§ **DOCUMENT EXCERPT**
— Start —

Helen’s generosity expanded to the next generation as she adopted my brother and me as grandchildren, including us in her umbrella of selfless giving. She invited us to her home each summer for a feast and a stroll around her goldfish pond. Every birthday, gifts arrived at our house, our names written across the top in green felt-tip marker. I remember the excitement of seeing an envelope with my name scrawled in Helen’s green ink every Easter and Valentine’s Day. Poinsettias in December would bear her green signature, and even the place cards at the annual Christmas dinner at her club, where she made sure the waiter kept our Shirley Temples refilled, were written in green ink.

I was still weepy when my husband, Brett, came home from work. I pulled a boiling pot of pasta off the stove, placed it in the sink and scooped up our toddler, Max, whose hands reached to the sky. “Hold, Mama, hold.”

I pointed to the tear-spotted letter on the counter.

Brett set his keys down and scanned the note. He turned and wrapped his strong arms around my quaking body. Soon I was able to exhale and push a smile onto my streaked face.

“Honey, can you get an extra name off the Giving Tree at church this year?” I swallowed hard, then continued. “Helen came into my mom’s life by picking her name from a tree. I would like to follow her example.”

— End —

Stored items:
— Start —

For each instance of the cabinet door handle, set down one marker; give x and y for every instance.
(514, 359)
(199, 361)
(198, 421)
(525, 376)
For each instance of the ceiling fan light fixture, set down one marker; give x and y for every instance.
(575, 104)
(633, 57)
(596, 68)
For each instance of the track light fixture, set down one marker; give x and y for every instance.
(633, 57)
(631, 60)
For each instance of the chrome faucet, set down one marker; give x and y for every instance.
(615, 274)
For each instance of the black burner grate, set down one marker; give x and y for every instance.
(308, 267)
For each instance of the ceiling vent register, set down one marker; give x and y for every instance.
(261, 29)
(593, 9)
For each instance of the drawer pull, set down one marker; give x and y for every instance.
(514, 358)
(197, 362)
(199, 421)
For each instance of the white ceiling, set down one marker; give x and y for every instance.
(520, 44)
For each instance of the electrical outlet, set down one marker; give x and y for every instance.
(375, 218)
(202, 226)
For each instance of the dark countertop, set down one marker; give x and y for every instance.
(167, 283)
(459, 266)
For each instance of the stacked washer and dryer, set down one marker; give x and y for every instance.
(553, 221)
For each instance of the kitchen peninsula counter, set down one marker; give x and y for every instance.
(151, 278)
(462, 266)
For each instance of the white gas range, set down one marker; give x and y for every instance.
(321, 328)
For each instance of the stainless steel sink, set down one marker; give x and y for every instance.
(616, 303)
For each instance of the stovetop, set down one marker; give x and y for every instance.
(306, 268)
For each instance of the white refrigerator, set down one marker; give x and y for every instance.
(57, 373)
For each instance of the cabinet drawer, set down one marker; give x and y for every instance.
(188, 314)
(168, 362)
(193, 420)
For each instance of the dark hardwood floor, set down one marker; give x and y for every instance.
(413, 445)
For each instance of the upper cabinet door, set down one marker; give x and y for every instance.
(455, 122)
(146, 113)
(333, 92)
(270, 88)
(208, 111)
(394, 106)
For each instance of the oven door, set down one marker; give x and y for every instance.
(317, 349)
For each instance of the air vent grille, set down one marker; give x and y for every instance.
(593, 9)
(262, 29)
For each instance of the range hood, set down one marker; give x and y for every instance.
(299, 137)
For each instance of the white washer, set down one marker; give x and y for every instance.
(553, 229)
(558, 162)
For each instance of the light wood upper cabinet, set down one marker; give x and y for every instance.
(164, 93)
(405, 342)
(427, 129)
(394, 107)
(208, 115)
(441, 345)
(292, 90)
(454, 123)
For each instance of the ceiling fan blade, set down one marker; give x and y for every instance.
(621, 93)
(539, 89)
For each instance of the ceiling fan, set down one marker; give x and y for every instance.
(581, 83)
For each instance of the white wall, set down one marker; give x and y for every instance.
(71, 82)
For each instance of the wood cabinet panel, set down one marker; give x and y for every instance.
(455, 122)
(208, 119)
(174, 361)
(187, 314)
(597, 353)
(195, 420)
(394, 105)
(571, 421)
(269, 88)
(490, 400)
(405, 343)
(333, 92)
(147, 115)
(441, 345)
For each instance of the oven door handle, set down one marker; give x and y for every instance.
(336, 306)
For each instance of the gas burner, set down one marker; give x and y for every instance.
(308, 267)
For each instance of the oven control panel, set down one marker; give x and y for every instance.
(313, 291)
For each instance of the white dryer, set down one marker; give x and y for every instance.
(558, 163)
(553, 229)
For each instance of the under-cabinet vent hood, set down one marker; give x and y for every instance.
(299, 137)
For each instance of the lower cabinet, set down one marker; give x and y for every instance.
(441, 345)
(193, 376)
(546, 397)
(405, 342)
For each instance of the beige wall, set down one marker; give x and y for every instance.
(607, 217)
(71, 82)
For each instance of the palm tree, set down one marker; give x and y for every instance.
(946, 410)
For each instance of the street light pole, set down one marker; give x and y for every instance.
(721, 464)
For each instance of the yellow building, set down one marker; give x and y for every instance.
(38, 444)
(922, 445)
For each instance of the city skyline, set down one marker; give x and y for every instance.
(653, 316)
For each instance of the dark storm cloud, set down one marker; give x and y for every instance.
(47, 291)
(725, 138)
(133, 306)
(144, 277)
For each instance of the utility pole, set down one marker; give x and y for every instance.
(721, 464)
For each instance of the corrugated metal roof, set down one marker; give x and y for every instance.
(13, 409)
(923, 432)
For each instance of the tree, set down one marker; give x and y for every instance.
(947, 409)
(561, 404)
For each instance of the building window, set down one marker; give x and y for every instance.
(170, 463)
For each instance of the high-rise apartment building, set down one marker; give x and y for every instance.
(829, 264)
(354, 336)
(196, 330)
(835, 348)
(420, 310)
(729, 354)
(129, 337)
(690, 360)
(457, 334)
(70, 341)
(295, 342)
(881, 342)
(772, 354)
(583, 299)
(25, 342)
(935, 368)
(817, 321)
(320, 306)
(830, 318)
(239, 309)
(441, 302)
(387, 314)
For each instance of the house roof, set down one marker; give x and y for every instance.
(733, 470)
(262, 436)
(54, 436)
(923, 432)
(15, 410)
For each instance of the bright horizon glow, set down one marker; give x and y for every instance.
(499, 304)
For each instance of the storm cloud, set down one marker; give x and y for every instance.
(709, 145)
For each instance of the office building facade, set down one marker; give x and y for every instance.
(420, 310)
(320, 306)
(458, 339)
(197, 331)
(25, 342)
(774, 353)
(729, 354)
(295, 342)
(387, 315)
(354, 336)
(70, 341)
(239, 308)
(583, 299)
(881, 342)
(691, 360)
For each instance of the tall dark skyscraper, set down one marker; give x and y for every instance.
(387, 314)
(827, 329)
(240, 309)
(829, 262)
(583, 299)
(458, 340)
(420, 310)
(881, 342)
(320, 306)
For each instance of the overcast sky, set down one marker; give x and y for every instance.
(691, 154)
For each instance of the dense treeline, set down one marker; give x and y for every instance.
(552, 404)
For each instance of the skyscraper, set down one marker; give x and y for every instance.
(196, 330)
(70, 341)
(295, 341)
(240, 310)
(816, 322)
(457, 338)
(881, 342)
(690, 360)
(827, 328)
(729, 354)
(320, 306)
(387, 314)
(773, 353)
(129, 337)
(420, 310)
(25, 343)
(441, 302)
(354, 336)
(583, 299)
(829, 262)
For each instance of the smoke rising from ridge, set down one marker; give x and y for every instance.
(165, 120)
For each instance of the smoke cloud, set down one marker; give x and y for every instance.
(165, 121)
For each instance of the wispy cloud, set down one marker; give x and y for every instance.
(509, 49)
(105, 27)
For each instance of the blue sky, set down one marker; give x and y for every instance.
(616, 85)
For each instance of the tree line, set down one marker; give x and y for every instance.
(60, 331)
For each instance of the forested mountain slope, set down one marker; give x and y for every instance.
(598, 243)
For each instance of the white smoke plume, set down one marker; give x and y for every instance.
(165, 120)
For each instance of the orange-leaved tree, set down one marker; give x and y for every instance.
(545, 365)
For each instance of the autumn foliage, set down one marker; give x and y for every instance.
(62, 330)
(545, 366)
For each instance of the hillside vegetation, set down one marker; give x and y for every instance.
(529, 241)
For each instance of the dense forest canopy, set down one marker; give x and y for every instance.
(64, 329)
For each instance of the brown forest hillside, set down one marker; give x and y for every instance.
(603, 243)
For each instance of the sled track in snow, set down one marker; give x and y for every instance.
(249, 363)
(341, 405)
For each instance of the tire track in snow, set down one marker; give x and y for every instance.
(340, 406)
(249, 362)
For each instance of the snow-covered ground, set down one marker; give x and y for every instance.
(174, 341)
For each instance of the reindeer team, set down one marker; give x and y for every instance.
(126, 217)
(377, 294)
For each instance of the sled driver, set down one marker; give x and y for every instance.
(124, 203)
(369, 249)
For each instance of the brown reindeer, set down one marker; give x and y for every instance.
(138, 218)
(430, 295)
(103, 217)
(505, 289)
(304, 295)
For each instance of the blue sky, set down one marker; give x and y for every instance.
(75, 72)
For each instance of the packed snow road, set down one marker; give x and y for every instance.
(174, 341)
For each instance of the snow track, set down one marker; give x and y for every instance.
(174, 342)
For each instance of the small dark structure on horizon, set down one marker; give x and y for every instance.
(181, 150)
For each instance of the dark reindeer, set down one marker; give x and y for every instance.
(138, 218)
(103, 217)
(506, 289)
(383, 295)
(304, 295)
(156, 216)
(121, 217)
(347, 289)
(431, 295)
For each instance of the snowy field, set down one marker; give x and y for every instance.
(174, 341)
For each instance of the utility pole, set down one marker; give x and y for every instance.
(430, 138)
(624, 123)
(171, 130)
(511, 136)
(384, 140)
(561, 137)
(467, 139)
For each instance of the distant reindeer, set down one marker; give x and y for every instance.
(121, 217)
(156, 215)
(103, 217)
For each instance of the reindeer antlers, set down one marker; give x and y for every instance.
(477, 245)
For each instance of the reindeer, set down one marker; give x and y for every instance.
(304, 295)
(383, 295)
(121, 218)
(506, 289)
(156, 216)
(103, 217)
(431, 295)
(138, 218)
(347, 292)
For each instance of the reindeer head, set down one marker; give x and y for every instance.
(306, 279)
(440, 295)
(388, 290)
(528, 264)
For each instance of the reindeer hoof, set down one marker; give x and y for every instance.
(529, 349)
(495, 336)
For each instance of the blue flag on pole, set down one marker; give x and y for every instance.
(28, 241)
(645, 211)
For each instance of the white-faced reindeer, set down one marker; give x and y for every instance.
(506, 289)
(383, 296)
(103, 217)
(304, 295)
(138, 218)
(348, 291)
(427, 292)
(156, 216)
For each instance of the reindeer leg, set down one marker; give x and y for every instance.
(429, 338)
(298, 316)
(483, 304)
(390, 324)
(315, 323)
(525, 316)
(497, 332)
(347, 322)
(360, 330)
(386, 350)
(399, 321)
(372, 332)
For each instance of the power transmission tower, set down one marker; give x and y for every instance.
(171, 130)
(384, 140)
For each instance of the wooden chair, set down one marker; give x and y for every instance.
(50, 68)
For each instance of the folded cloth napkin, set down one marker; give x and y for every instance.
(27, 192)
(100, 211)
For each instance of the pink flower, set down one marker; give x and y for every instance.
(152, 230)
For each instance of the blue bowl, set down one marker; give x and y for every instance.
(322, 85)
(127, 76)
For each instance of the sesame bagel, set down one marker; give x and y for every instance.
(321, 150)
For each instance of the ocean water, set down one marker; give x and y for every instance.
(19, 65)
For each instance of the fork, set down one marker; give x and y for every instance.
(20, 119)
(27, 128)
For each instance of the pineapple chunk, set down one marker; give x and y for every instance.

— End —

§ **EXERCISE TASKS**
1. Set down the passage about Helen between "Brett set his" and "my streaked face.", inclusive.
2. Answer these from the passage about Helen:
(a) What color ink did Helen write in?
(b) What is the name of the toddler?
(c) What does the narrator ask Brett to get at church this year?
The listing is separate material from the passage about Helen.

§ **TASK-BY-TASK ANSWERS**
1.
Brett set his keys down and scanned the note. He turned and wrapped his strong arms around my quaking body. Soon I was able to exhale and push a smile onto my streaked face.

2.
(a) Green.
(b) Max.
(c) An extra name off the Giving Tree.